**Records to process**.
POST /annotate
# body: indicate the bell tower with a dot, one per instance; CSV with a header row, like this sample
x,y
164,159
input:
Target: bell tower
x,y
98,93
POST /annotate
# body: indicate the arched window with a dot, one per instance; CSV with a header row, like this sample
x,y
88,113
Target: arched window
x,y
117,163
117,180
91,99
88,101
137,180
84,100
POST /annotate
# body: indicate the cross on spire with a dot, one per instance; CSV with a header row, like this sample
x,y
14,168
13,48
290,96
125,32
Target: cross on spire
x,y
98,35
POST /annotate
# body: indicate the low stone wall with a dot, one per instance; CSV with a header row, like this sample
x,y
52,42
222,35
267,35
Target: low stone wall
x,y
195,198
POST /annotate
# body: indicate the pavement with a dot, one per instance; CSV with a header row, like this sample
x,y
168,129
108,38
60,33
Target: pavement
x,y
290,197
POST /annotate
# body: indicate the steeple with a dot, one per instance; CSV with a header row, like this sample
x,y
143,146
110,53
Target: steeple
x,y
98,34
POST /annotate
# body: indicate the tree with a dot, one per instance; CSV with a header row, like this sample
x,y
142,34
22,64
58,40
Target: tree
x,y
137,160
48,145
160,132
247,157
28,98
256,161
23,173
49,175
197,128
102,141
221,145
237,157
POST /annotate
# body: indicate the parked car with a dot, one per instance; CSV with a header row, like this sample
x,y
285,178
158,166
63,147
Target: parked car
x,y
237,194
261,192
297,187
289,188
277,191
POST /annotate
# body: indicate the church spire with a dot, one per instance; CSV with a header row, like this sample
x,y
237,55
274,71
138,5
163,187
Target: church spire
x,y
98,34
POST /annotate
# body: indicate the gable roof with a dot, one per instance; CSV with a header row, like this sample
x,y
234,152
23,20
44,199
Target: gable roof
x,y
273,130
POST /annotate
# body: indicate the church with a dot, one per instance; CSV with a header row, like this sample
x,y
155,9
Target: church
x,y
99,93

**Exercise goal**.
Your task is to output all of the data above word for word.

**Written answer**.
POST /annotate
# body: indicate the bell tower with a dot, one per instance; CSV with a header row, like this sample
x,y
164,159
input:
Target: bell tower
x,y
98,93
POST /annotate
# body: indicate the arched window with a dot, one per instance; CSV with a header row, like this sample
x,y
88,113
Target: arched window
x,y
117,163
117,180
91,99
88,101
137,180
84,100
POST /annotate
# body: indicate the cross on spire with a dot, one per instance; CSV with a header row, like this sample
x,y
14,168
13,48
290,96
125,32
Target: cross on spire
x,y
98,35
POST /annotate
# body: indicate the low stone wall with a dot, one per instance; CSV with a header row, like this sample
x,y
52,42
222,35
267,35
Target: low stone wall
x,y
195,198
POST /annotate
# body: indicate the pavement with a dot, one per instance; CSV with a header row, like this sample
x,y
168,129
108,38
60,33
Target: pavement
x,y
290,197
POST /annotate
# body: indicate the steeple with a dot, one per instance; CSV with a header row, like this sample
x,y
143,146
110,53
Target: steeple
x,y
98,34
POST /annotate
# body: indicate the tree with a dot, one per instance; CSV with a header row, like this sample
x,y
142,34
22,64
58,40
Target: tree
x,y
137,160
48,145
160,132
247,157
28,98
256,161
23,173
49,175
197,128
102,141
221,145
237,157
POST /annotate
# body: indicate the parked car with a dot, one per instance; CSV with a header row, like this sample
x,y
285,178
158,166
63,147
Target: parked car
x,y
237,194
261,192
297,187
289,188
277,191
POST /annotate
# body: indicate the church spire with a dot, one per instance; CSV with a header row, like this sample
x,y
237,55
274,71
138,5
163,187
Target: church spire
x,y
98,34
POST /annotate
# body: indicate the gable roof with a dot, one per instance; CSV with a header row, like this sample
x,y
234,152
23,20
44,199
Target: gable roof
x,y
273,130
POST /annotate
# body: indicate the church with a dot, one per instance; CSV with a header row, like this sample
x,y
155,9
Target: church
x,y
99,93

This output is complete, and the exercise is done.